**** Input records

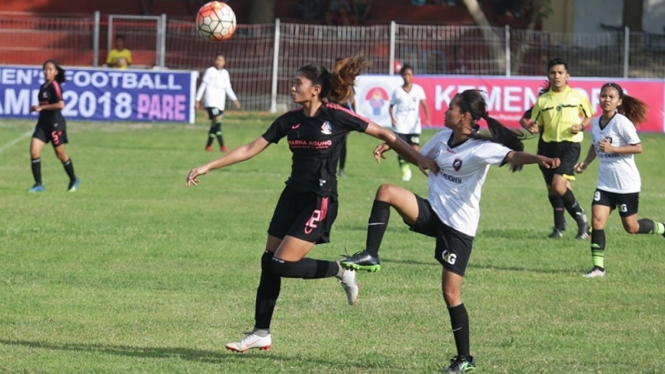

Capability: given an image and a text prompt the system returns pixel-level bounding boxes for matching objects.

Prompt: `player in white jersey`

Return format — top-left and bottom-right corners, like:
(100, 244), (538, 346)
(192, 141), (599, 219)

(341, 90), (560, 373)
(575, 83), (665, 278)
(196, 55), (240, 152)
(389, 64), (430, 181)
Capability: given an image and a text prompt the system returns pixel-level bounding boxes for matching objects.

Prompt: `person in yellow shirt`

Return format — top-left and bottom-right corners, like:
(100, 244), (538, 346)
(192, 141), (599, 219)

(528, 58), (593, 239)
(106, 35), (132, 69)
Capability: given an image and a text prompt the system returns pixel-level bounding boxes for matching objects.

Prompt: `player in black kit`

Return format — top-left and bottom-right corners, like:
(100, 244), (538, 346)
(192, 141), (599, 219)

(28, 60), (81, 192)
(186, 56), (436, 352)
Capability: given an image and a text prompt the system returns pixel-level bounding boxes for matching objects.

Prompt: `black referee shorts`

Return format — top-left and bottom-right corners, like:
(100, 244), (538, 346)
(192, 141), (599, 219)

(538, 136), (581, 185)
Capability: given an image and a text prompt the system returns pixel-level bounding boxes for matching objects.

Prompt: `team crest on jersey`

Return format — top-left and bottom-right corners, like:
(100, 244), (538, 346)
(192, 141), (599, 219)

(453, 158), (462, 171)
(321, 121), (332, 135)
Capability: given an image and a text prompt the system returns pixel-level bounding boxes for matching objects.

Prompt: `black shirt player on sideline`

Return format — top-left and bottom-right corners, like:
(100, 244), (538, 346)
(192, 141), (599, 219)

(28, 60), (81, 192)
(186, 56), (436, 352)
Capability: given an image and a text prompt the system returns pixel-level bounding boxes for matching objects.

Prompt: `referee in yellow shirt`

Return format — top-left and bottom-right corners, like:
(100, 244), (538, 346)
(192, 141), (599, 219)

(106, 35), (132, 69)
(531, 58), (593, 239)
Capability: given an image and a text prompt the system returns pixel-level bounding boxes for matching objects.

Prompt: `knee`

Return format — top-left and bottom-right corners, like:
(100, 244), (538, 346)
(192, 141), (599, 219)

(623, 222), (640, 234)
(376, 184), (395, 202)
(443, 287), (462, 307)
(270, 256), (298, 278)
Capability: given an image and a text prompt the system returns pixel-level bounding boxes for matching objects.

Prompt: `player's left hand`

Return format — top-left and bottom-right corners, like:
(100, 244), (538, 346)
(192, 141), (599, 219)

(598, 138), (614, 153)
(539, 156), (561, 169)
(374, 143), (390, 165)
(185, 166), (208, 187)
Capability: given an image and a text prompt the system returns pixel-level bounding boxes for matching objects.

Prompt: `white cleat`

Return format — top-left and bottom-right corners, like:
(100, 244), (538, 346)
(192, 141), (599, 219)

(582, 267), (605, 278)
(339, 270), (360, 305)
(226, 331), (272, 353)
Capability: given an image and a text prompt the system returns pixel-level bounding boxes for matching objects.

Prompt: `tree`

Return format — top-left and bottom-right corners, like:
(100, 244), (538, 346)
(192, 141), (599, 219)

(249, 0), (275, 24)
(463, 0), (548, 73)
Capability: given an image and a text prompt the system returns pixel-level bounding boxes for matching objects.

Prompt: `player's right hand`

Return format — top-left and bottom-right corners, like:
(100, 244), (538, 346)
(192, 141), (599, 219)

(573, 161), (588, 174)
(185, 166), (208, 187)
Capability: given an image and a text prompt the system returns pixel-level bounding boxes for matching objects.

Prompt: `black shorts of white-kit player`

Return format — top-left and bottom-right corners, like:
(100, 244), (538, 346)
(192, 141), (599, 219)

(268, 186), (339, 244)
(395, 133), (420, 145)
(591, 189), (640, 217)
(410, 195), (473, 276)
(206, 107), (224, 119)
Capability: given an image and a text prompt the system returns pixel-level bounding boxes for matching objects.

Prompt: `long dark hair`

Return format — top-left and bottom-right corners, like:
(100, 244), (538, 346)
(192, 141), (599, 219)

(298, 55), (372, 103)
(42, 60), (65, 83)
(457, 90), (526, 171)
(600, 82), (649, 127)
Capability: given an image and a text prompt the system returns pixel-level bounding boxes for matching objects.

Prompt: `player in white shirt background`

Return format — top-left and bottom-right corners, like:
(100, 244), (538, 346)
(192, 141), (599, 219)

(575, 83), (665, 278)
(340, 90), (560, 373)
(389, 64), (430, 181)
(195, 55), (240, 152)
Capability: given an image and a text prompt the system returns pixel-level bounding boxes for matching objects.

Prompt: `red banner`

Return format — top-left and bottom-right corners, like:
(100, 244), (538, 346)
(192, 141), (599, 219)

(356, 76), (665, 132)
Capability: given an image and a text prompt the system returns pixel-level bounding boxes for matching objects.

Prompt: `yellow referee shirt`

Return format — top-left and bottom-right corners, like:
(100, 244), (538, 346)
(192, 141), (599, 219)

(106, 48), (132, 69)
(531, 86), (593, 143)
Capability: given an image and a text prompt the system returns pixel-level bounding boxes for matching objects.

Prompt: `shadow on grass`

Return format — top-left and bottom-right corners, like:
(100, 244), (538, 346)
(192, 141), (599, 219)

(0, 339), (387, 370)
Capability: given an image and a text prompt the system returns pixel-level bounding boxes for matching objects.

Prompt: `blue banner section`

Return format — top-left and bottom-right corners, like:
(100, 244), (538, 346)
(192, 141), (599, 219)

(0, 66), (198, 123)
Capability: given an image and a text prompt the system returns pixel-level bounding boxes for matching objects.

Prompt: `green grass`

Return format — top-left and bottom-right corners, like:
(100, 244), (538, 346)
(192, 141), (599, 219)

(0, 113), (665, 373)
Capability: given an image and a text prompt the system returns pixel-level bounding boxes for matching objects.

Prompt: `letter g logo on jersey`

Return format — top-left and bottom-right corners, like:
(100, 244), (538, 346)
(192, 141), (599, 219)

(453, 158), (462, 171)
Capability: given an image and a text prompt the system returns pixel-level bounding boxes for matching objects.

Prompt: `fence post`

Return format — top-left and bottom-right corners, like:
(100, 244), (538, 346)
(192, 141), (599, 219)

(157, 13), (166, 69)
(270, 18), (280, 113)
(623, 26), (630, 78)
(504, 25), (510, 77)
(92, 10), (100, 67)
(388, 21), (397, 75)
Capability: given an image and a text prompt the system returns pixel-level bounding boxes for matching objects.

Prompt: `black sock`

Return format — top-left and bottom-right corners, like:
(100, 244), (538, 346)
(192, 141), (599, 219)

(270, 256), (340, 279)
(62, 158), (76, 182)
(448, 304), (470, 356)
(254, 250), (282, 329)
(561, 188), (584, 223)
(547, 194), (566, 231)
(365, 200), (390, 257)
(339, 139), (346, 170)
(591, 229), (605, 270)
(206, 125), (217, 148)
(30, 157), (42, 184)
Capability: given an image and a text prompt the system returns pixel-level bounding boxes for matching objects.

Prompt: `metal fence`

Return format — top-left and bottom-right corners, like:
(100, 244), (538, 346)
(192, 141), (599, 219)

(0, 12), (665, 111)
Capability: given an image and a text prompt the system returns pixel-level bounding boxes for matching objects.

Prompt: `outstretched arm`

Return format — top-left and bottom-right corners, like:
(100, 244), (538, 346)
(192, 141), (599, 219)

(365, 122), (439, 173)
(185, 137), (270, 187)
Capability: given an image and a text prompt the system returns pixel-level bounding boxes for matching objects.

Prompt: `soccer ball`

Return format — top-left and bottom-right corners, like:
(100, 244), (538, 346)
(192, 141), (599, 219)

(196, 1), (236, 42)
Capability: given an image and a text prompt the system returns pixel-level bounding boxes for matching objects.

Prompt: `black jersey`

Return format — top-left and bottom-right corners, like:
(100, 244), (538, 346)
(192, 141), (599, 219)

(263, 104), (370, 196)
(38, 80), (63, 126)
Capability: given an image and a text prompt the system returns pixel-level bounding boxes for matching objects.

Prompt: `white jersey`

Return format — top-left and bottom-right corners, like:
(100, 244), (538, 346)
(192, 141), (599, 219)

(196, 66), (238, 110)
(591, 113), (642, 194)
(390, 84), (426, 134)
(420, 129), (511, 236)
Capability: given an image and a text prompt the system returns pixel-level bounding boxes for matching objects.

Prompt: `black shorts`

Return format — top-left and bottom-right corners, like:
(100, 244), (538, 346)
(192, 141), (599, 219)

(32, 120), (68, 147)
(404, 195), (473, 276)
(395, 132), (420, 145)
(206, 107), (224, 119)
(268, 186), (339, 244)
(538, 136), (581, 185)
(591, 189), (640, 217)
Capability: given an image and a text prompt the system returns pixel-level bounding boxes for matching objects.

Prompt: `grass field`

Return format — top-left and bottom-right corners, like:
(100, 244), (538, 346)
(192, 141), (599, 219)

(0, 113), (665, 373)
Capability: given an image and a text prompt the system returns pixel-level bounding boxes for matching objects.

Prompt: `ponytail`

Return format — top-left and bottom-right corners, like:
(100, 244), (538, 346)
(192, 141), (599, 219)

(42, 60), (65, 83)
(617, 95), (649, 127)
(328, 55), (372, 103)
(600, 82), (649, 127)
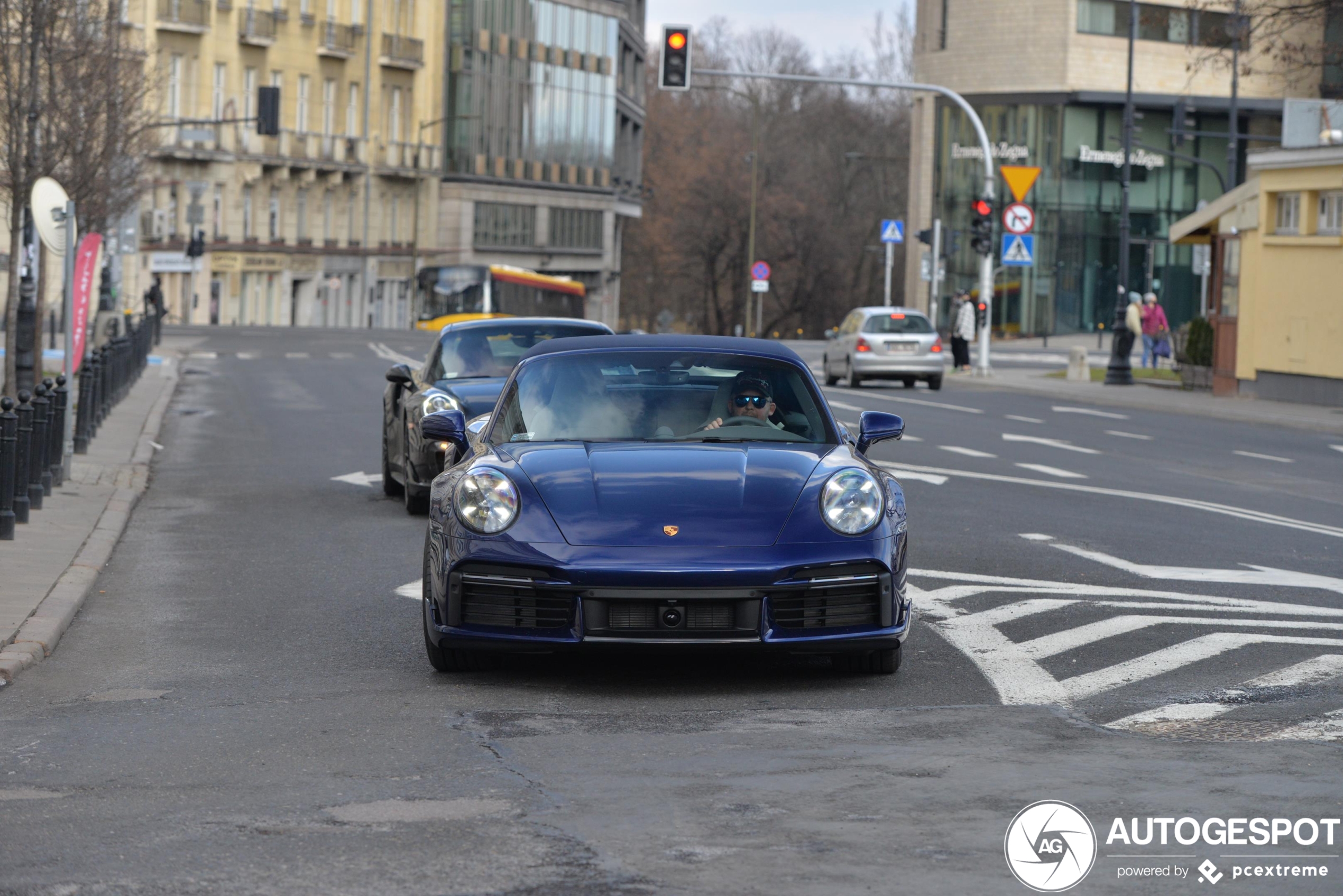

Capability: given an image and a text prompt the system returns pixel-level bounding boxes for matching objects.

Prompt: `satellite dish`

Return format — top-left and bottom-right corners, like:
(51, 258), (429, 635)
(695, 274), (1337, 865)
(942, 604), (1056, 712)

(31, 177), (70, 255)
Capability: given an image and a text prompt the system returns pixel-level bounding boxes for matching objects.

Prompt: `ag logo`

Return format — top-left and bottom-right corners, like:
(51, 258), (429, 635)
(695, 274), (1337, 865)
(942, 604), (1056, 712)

********

— Exercise requirements —
Please identify each line in the rows above that contains the string "logo" and copy those lines out in full. Case counts.

— Final result —
Prompt: `letter g logo on jersey`
Prompt: `ag logo`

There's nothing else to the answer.